* **DOCUMENT SEGMENT**
- - - - -

The Lord Provost of Aberdeen, Barney Crockett, said: “By working in partnership, the Lord Provost’s Charitable Trust, The Seven Incorporated Trades and Aberdeen City Council established the special Covid-19 Hardship Fund in order to help our citizens most in need during these unprecedented times.

“Thanks to the generosity of individuals, businesses, The Seven Incorporated Trades Widows’ Fund Charity and Aberdeen City Council we have been able to help a great many people with over a quarter of a million pounds being awarded to local charities in under three months. That is incredible.

“The Trust will now take time out to look at how best it can help citizens in the recovery phase of COVID-19.”

Mervyn Donald, deacon convenor, The Seven Incorporated Trades of Aberdeen, added: “The collaboration with the Lord Provost and Aberdeen City Council in creating The Emergency COVID-19 Appeal has been fantastic. We hope we have managed to impact many lives in the local Aberdeen area, and we are inspired by the help of local businesses and individuals, we are very thankful to them for their donations and support.

“We have witnessed first-hand, the wonderful job that all these very deserving charities do and have been overwhelmed by their kindness during such a difficult time. We will continue to support our local community as best as we can moving forward.”

Lynda Reid-Fowler, community services lead, Aberdeen Cyrenians, said: “The £10,000 we have received from the Lord Provost’s Charitable Trust will allow us to source white goods and household utensils for our vulnerable service users who are moving into new homes during this difficult and challenging time. 

“We’ve all had that moment of sitting in an empty flat, eating dinner off a cardboard box table, it’s fun temporarily, but that situation has been a reality for many of the people we’ve been working with during this crisis as other agencies and funders have become over-subscribed or closed their doors. 

“We’d like to thank the LPCT for their generous funding which will allow those living in temporary accommodation and moving into new flats during this pandemic the chance to leave an often very chaotic and challenging situation behind, and begin to build a new, safe home.”

Mark Williams, chief operating officer, Denis Law Legacy Trust, commented: “The support from the Lord Provost’s fund has been fantastic for us as a small charity, its enabled us to quickly adapt during this current time and support our Streetsport community in ways we had not previously been able to.

- - - - -

* **WHAT TO PRODUCE**
Pick up the article about Aberdeen's Covid-19 Hardship Fund and carry it on from its final sentence.

* **PROVIDED RECORDS**
- - - - -

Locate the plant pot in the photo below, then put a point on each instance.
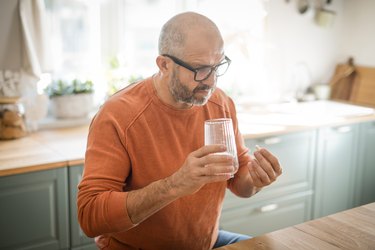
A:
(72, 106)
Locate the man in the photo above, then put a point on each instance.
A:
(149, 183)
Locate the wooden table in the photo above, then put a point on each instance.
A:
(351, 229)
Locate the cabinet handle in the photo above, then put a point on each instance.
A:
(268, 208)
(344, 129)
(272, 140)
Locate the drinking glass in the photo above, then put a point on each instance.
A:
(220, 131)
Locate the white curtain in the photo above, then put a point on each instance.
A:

- - - - -

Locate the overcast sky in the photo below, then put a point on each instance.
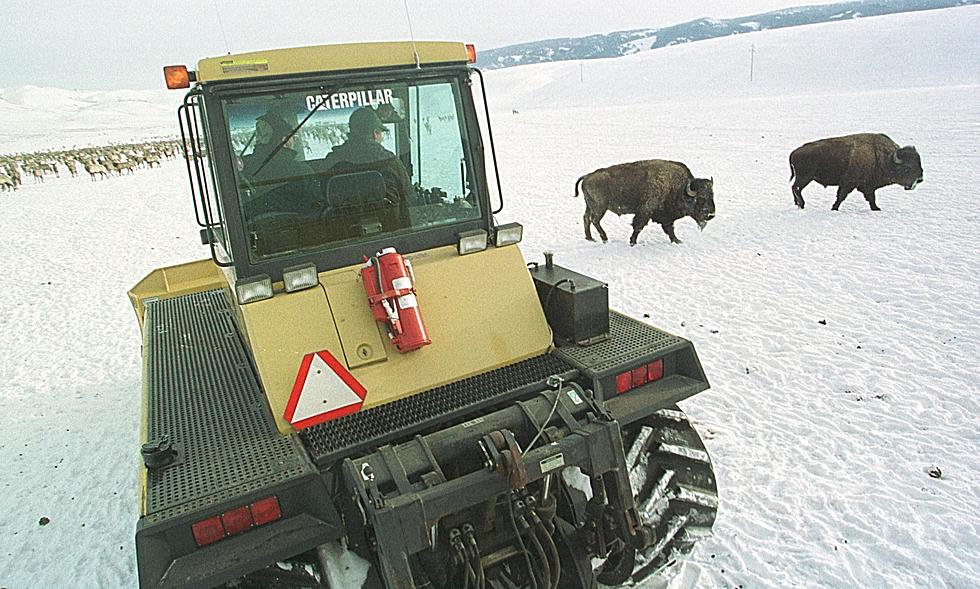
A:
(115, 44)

- - - - -

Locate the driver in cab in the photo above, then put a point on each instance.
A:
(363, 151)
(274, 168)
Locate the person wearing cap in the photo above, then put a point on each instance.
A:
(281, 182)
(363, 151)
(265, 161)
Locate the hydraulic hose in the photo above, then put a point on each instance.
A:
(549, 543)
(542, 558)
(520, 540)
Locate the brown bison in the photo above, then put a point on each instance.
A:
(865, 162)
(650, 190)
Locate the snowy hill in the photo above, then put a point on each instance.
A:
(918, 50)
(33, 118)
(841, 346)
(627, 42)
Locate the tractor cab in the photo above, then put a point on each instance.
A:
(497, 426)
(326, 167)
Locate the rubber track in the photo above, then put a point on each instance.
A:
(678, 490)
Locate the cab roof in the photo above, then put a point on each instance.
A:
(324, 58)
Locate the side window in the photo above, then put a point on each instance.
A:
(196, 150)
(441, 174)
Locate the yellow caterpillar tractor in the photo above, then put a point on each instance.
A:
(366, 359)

- - - - -

* **ANSWER TO THE PROBLEM**
“We received funding that enabled us to purchase food vouchers for families that needed them the most in Aberdeen during this crises and also support for us that enabled us to plan ahead and ensure our Streetsport programme can return as soon as possible in a safe and effective way.

“This has been via funding to purchase the correct PPE and cleaning materials to help ensure our Streetsport environments are safe and clean for all staff, volunteers and participants. We have also received additional sports kit that will help young people enjoy physical activity and wellbeing activities whist taking in consideration the distancing guidance currently in place.”

Leona McDermid, chief executive, Aberdeen Foyer, said: “We are absolutely delighted to have been awarded funding through the Lord Provost’s Hardship Fund - this will go a long way to supporting people going through very tough times at present.”

Malcolm Pritchard, manager, Pathways, added: “Pathways is delighted to have been awarded funding through the Lord Provosts Hardship Fund. The funding will enable us to buy a number of tablets so that people can attend online training classes to improve their employability. At this time of great uncertainty, the funding will mean that disadvantaged people living in Aberdeen have access to support they need to help them get back to work.”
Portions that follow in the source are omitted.